**SOURCE MATERIAL**
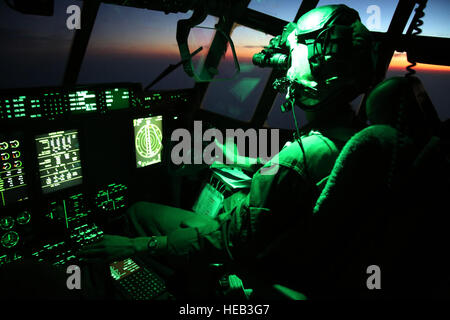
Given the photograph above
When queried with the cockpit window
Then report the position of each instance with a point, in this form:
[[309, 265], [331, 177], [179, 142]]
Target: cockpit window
[[237, 98], [375, 15], [132, 44], [34, 49], [285, 10], [436, 16]]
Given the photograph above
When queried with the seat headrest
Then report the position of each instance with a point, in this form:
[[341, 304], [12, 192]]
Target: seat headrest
[[403, 103]]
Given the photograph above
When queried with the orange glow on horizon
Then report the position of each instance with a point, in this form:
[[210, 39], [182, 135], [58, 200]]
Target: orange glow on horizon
[[244, 54], [399, 62]]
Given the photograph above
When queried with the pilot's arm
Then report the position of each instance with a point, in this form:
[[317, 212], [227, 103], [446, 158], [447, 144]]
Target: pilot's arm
[[280, 196]]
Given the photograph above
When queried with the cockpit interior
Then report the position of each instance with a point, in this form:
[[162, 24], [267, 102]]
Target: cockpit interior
[[96, 96]]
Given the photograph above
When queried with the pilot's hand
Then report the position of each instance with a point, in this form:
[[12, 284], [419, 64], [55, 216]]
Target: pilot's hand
[[110, 248]]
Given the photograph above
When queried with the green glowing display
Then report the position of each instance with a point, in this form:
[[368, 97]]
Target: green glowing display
[[81, 101], [117, 98], [148, 140]]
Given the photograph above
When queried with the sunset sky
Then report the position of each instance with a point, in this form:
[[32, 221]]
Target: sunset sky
[[129, 44]]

**WHAT TO DO**
Could you repeat all of the material exactly? Pictures should not be copied.

**EXPECTED ANSWER**
Given the photograph above
When queried with the cockpit window
Then report the position of each instance with a point, in this form:
[[309, 265], [331, 177], [179, 142]]
Target: cockpit window
[[237, 98], [375, 15], [132, 44], [34, 49], [285, 10], [436, 16]]
Given the photograph above
When queried with the seat headrest
Then report the position of each instance with a point, in this form:
[[341, 304], [12, 192]]
Target: seat headrest
[[403, 103]]
Given the photograph above
When queried with the orange glow on horizon
Then report the position of each instance with a point, in this form:
[[210, 39], [182, 135], [58, 200]]
Target: orange glow on horizon
[[244, 54], [399, 62]]
Given the photograph above
When queried with the pilot's arm
Then report the position of each instance with a point, in this form:
[[317, 212], [227, 103], [446, 158], [447, 144]]
Target: pilot's arm
[[280, 196]]
Given the photograph above
When queried with the cockpit interior
Then report the position of each instance with a point, in this form:
[[162, 24], [267, 102]]
Target: cockpit interior
[[96, 96]]
Given the photograph above
When queried with the pilot's hand
Then report the position of each instance with a point, in this form:
[[12, 284], [419, 64], [55, 216]]
Target: pilot's hand
[[110, 248]]
Given the photograph above
When queried with the green glowing display
Then report the position of each instance with a point, in this form:
[[368, 97]]
Target: green glowing display
[[81, 101], [117, 98], [148, 140]]
Given the photograph above
When queried with the sunset sky
Then report the position of each instance with a point, in this form:
[[32, 221]]
Target: sunset sky
[[129, 44]]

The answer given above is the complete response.